** Work item **
From the entries below, return every line that includes the word "clicks".

====== Supplied data

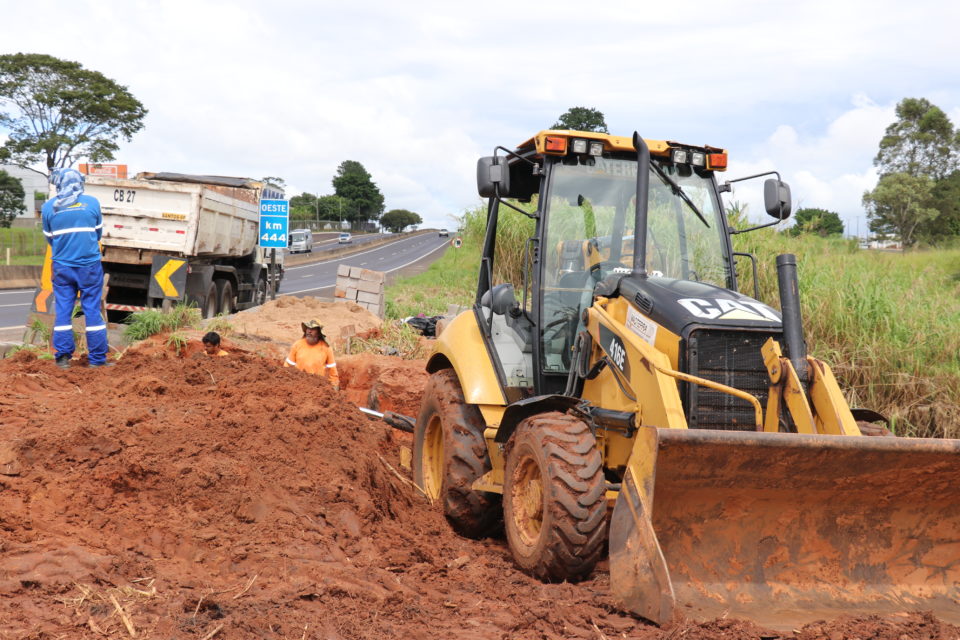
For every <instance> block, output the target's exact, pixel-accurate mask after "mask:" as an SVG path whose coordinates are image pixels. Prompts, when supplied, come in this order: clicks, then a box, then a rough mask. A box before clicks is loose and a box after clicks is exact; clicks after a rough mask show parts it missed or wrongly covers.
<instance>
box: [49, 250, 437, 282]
mask: <svg viewBox="0 0 960 640" xmlns="http://www.w3.org/2000/svg"><path fill="white" fill-rule="evenodd" d="M415 239H416V237H414V238H403V239H401V240H397V241H396V242H391V243H389V244H386V245H380V246H379V247H374V248H373V249H368V250H367V251H361V252H359V253H351V254H350V255H348V256H340V257H339V258H332V259H330V260H323V261H321V262H311V263H310V264H302V265H298V266H296V267H287V268H286V269H285V271H294V270H296V269H306V268H307V267H316V266H317V265H321V264H330V263H331V262H343V261H344V260H345V259H347V258H356V257H357V256H362V255H365V254H368V253H373V252H374V251H379V250H380V249H384V248H386V247H390V246H395V245H398V244H400V243H401V242H406V241H407V240H415ZM418 246H419V245H413V246H412V247H411V249H416V248H417V247H418ZM31 291H33V290H32V289H31Z"/></svg>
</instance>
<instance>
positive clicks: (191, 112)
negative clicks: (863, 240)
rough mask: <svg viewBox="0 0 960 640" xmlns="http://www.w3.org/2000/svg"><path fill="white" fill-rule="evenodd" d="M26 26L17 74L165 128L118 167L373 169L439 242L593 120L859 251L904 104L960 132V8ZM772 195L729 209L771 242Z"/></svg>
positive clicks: (118, 11) (622, 5)
mask: <svg viewBox="0 0 960 640" xmlns="http://www.w3.org/2000/svg"><path fill="white" fill-rule="evenodd" d="M7 4H11V5H12V6H5V7H4V12H3V13H4V15H3V21H2V22H0V53H15V52H25V53H45V54H49V55H53V56H56V57H59V58H65V59H70V60H75V61H77V62H80V63H81V64H83V65H84V66H85V67H87V68H89V69H94V70H97V71H100V72H101V73H103V74H104V75H106V76H108V77H110V78H112V79H113V80H115V81H117V82H119V83H120V84H123V85H125V86H127V87H128V88H129V90H130V91H131V92H132V93H133V94H134V95H135V96H136V97H137V98H138V99H139V100H140V101H141V102H142V103H143V104H144V105H145V106H146V108H147V109H148V110H149V114H148V115H147V117H146V119H145V122H144V125H145V126H144V128H143V130H142V131H140V132H139V133H137V134H136V135H135V136H134V137H133V139H132V141H130V142H121V146H120V151H119V152H118V154H117V159H116V161H117V162H121V163H125V164H127V165H129V167H130V170H131V171H133V172H137V171H176V172H182V173H207V174H219V175H236V176H246V177H254V178H260V177H264V176H279V177H282V178H283V179H284V180H285V181H286V183H287V186H288V195H295V194H298V193H300V192H302V191H307V192H310V193H319V194H321V195H324V194H330V193H333V186H332V184H331V180H332V178H333V176H334V174H335V172H336V169H337V166H338V165H339V164H340V163H341V162H342V161H344V160H357V161H359V162H361V163H362V164H363V165H364V166H365V167H366V168H367V170H368V171H369V172H370V173H371V174H372V176H373V179H374V181H375V182H376V183H377V185H378V186H379V187H380V189H381V191H382V192H383V194H384V196H385V207H386V209H387V210H389V209H409V210H411V211H415V212H417V213H419V214H420V215H421V216H422V217H423V218H424V221H425V224H426V225H429V226H435V227H446V226H451V225H453V224H455V223H454V222H453V218H452V217H451V216H458V215H461V214H462V213H463V211H464V210H466V209H468V208H472V207H475V206H477V205H478V204H480V199H479V196H478V195H477V191H476V161H477V158H478V157H480V156H484V155H490V154H491V153H492V152H493V149H494V147H496V146H498V145H502V146H505V147H508V148H509V147H515V146H516V145H517V144H519V143H520V142H522V141H523V140H526V139H527V138H529V137H530V136H531V135H533V134H534V133H536V132H537V131H539V130H541V129H546V128H549V127H550V126H551V125H552V124H553V123H554V122H556V120H557V119H558V118H559V116H560V115H561V114H563V113H564V112H565V111H566V110H567V109H569V108H570V107H574V106H585V107H591V108H595V109H599V110H600V111H601V112H603V114H604V115H605V117H606V122H607V125H608V128H609V130H610V132H611V133H614V134H618V135H626V136H629V135H632V133H633V132H634V131H639V132H640V134H641V135H642V136H643V137H645V138H648V139H655V140H675V141H681V142H684V143H688V144H709V145H712V146H716V147H722V148H725V149H727V150H728V152H729V154H730V162H729V169H728V171H727V172H726V175H725V176H721V179H726V178H730V179H732V178H736V177H739V176H745V175H751V174H754V173H760V172H762V171H770V170H774V169H775V170H777V171H779V172H780V174H781V176H782V177H783V179H784V180H785V181H786V182H788V183H789V184H790V186H791V189H792V193H793V201H794V209H797V208H800V207H820V208H824V209H828V210H832V211H836V212H838V213H839V214H840V216H841V218H842V219H843V220H844V222H845V224H846V228H847V233H848V234H856V233H857V232H858V231H859V233H860V235H866V234H867V222H866V216H865V213H864V211H863V207H862V205H861V197H862V195H863V192H864V191H866V190H869V189H871V188H872V187H873V186H874V185H875V184H876V180H877V173H876V170H875V168H874V167H873V157H874V156H875V155H876V152H877V147H878V144H879V141H880V138H881V137H882V135H883V132H884V130H885V128H886V127H887V126H888V125H889V124H891V123H892V122H893V121H894V120H895V114H894V108H895V106H896V104H897V102H899V101H900V100H902V99H903V98H906V97H914V98H927V99H928V100H930V101H931V102H933V103H934V104H936V105H937V106H939V107H940V108H941V109H943V110H944V111H945V112H946V113H947V114H948V115H949V116H950V118H951V120H952V121H953V122H954V123H955V124H957V125H960V37H957V35H956V27H957V25H958V24H960V3H958V4H953V3H945V2H927V1H925V0H919V1H917V0H915V1H913V2H902V0H901V1H896V2H893V1H889V2H888V1H886V0H877V1H873V2H861V1H850V2H846V1H844V0H832V1H829V2H827V1H819V0H817V1H812V2H796V3H792V4H790V5H780V4H778V3H769V2H762V1H759V0H757V1H754V0H730V1H727V2H709V3H708V2H699V1H692V2H682V3H681V2H669V3H651V2H640V1H636V0H635V1H634V2H626V1H620V0H608V1H606V2H582V1H581V2H570V1H566V0H558V1H555V2H549V3H547V2H523V1H522V0H513V1H511V2H506V1H501V0H488V1H487V2H477V3H458V2H449V1H446V2H417V1H416V0H410V1H409V2H405V3H398V2H386V1H379V0H378V1H372V2H362V1H361V2H355V3H344V2H336V3H334V2H309V1H299V0H273V1H272V2H269V3H266V2H249V1H247V0H229V2H217V1H207V0H184V1H181V0H165V1H164V2H156V0H151V1H149V2H146V1H140V0H127V1H125V2H123V3H119V2H105V1H90V2H84V1H82V0H80V1H74V2H69V3H68V2H59V1H44V0H39V1H34V2H29V3H27V2H17V3H15V4H13V3H7ZM3 138H4V133H3V131H2V130H0V141H2V139H3ZM760 182H761V181H759V180H755V181H750V182H746V183H739V184H738V185H736V187H735V190H734V193H733V194H727V195H726V196H725V198H728V202H729V201H738V202H741V203H744V204H747V205H748V212H749V213H750V215H751V217H752V218H753V219H755V220H758V221H759V220H760V219H761V216H762V215H763V213H762V210H763V206H762V197H761V195H760V194H761V193H762V192H761V186H762V185H761V184H760Z"/></svg>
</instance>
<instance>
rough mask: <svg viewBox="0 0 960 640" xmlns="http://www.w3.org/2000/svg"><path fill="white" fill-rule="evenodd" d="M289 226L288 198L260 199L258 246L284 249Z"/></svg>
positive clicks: (289, 220) (286, 240) (289, 218)
mask: <svg viewBox="0 0 960 640" xmlns="http://www.w3.org/2000/svg"><path fill="white" fill-rule="evenodd" d="M289 226H290V202H289V201H288V200H261V201H260V236H259V238H260V240H259V243H260V246H261V247H264V248H265V249H285V248H286V247H287V229H288V228H289Z"/></svg>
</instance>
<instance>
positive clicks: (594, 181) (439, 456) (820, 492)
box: [413, 130, 960, 628]
mask: <svg viewBox="0 0 960 640" xmlns="http://www.w3.org/2000/svg"><path fill="white" fill-rule="evenodd" d="M727 162H728V154H727V152H726V151H725V150H724V149H721V148H716V147H711V146H704V145H689V144H683V143H678V142H673V141H658V140H646V139H643V138H642V137H641V136H639V135H638V134H636V133H635V134H634V135H633V136H632V137H624V136H614V135H607V134H602V133H593V132H581V131H566V130H549V131H541V132H539V133H537V134H536V135H534V136H533V137H531V138H530V139H528V140H526V141H524V142H523V143H521V144H520V145H519V146H517V147H515V148H513V149H509V150H508V149H507V148H506V147H502V146H501V147H497V150H496V151H495V152H494V155H492V156H489V157H484V158H481V159H480V160H479V162H478V166H477V184H478V190H479V193H480V195H481V196H482V197H484V198H487V199H488V209H487V227H486V235H485V240H484V245H483V250H482V254H481V262H480V265H479V267H480V268H479V282H478V287H477V294H476V299H475V302H474V305H473V307H472V309H470V310H468V311H465V312H463V313H461V314H459V315H458V316H457V317H456V318H455V319H453V320H452V321H451V322H450V323H449V324H448V325H447V326H446V328H445V329H444V330H443V332H442V333H441V334H440V335H439V337H438V338H437V341H436V343H435V348H434V351H433V353H432V355H431V356H430V358H429V360H428V363H427V370H428V372H429V373H430V374H431V377H430V379H429V382H428V384H427V387H426V390H425V394H424V398H423V403H422V406H421V411H420V414H419V416H418V418H417V422H416V428H415V430H414V451H413V471H414V479H415V481H416V483H417V485H418V486H419V487H421V489H422V490H423V491H424V492H425V493H426V494H427V495H428V496H430V497H432V498H435V499H437V500H439V501H440V502H441V503H442V505H443V508H444V512H445V514H446V516H447V519H448V521H449V522H450V524H451V525H452V526H453V528H454V529H455V530H457V531H458V532H460V533H461V534H463V535H466V536H472V537H483V536H487V535H496V532H497V531H498V530H499V529H500V528H501V527H502V528H503V530H504V532H505V535H506V539H507V543H508V545H509V548H510V551H511V553H512V555H513V558H514V560H515V562H516V564H517V565H518V566H519V567H520V568H521V569H523V570H524V571H526V572H528V573H530V574H531V575H533V576H536V577H538V578H541V579H543V580H549V581H563V580H569V581H576V580H580V579H584V578H586V577H587V576H589V575H590V574H591V572H592V571H593V570H594V567H595V566H596V564H597V563H598V562H599V561H600V560H601V559H602V558H603V557H604V556H605V555H606V554H607V553H609V567H610V583H611V588H612V591H613V593H614V595H615V596H616V597H617V598H618V599H619V600H620V601H621V602H622V604H623V606H624V607H625V608H626V609H628V610H630V611H632V612H634V613H635V614H637V615H639V616H641V617H643V618H646V619H648V620H650V621H653V622H655V623H663V622H667V621H669V620H671V619H672V618H673V617H674V616H677V615H683V616H688V617H693V618H695V619H709V618H713V617H718V616H730V617H739V618H747V619H751V620H754V621H756V622H758V623H759V624H764V625H769V626H772V627H777V628H784V627H790V626H791V625H795V624H798V623H802V622H808V621H811V620H814V619H821V618H828V617H831V616H835V615H839V614H849V613H878V612H879V613H884V612H891V611H903V610H911V609H928V610H933V611H934V612H935V613H936V614H937V615H938V616H940V617H942V618H944V619H946V620H949V621H951V622H954V623H956V622H960V500H957V496H958V493H957V487H958V486H960V441H957V440H934V439H911V438H899V437H876V436H877V435H885V436H889V435H890V433H889V431H888V430H887V429H886V427H885V426H884V424H883V417H882V416H880V415H878V414H876V413H875V412H872V411H869V410H866V409H851V408H850V406H849V405H848V403H847V401H846V400H845V397H844V395H843V393H842V392H841V389H840V387H839V384H838V382H837V380H836V379H835V377H834V375H833V373H832V371H831V369H830V367H829V365H828V364H827V363H825V362H823V361H822V360H819V359H817V358H815V357H813V356H811V355H809V354H808V353H807V348H806V342H805V339H804V336H803V329H802V317H801V313H800V304H799V293H798V291H799V287H798V273H797V264H796V259H795V257H794V256H792V255H790V254H784V255H781V256H777V258H776V263H777V274H778V281H779V287H780V301H779V303H780V309H779V310H778V309H775V308H773V307H771V306H768V305H767V304H764V303H763V302H761V301H760V300H759V293H758V291H757V290H756V288H754V290H753V291H752V292H751V293H752V294H753V295H752V296H751V295H747V294H745V293H742V292H741V291H740V290H739V286H738V285H739V275H740V274H738V269H737V260H738V259H740V260H741V261H742V262H741V263H740V264H741V266H746V265H747V264H748V261H750V262H752V268H753V274H754V276H753V282H754V285H755V286H756V257H755V256H752V255H750V254H744V253H738V252H735V251H734V248H733V244H732V241H731V236H732V235H734V234H736V233H741V232H742V231H740V230H737V229H734V228H732V227H731V226H730V224H729V223H728V220H727V218H726V215H725V212H724V208H723V205H722V201H721V193H723V192H725V191H730V190H731V185H732V183H735V182H737V181H738V180H748V179H760V178H764V182H763V192H764V201H765V208H766V211H767V213H768V214H769V215H770V216H772V217H773V220H772V221H770V222H768V223H767V224H763V225H758V226H757V227H754V228H759V227H762V226H770V225H774V224H777V223H779V222H781V221H782V220H785V219H786V218H787V217H788V216H789V215H790V210H791V198H790V189H789V186H788V185H787V184H786V183H785V182H783V181H782V180H781V179H780V176H779V174H778V173H777V172H769V173H768V174H759V175H755V176H747V177H745V178H740V179H737V180H726V181H723V182H721V181H720V176H722V175H723V172H724V171H725V170H726V168H727ZM525 203H527V204H525ZM507 207H509V208H510V209H514V210H516V211H517V212H519V214H523V215H525V216H528V217H530V218H533V221H534V225H535V230H534V232H533V234H532V236H531V237H530V238H529V239H528V240H527V242H526V244H525V249H524V251H523V264H522V268H521V269H519V274H517V275H514V276H513V280H514V281H507V280H506V277H505V276H498V275H497V274H498V273H500V270H499V269H498V267H499V264H500V261H502V260H504V259H505V257H506V256H504V255H502V254H501V253H500V251H499V250H498V244H497V239H498V230H499V228H500V224H501V220H502V219H503V218H504V214H503V211H504V210H505V209H506V208H507ZM519 214H517V215H519ZM514 222H515V221H514ZM507 223H508V224H510V221H507ZM750 230H752V229H747V230H743V231H750ZM511 257H514V256H511ZM851 312H853V311H852V310H851ZM878 423H879V424H878ZM864 434H870V435H864Z"/></svg>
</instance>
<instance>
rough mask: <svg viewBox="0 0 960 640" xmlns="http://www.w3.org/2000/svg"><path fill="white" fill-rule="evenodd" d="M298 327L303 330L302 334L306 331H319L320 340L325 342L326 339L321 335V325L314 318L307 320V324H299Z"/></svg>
mask: <svg viewBox="0 0 960 640" xmlns="http://www.w3.org/2000/svg"><path fill="white" fill-rule="evenodd" d="M300 327H301V328H302V329H303V332H304V333H306V332H307V329H319V330H320V339H321V340H326V339H327V337H326V336H325V335H323V325H322V324H320V321H319V320H317V319H316V318H314V319H312V320H308V321H307V322H301V323H300Z"/></svg>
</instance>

============

** Task solution **
For every <instance> block, output the target's exact, pixel-accurate mask after "mask:" as an SVG path whose coordinates are image pixels. Prompts, when supplied, come in this order: clicks, then a box, then a rough mask. A box before clicks is loose and a box after clicks is exact; clicks after a rough mask show parts it missed or wrongly covers.
positive clicks: (191, 112)
negative clicks: (863, 240)
positive clicks: (118, 11) (622, 5)
positive clicks: (289, 220) (286, 240) (289, 218)
positive clicks: (594, 181) (439, 456) (820, 492)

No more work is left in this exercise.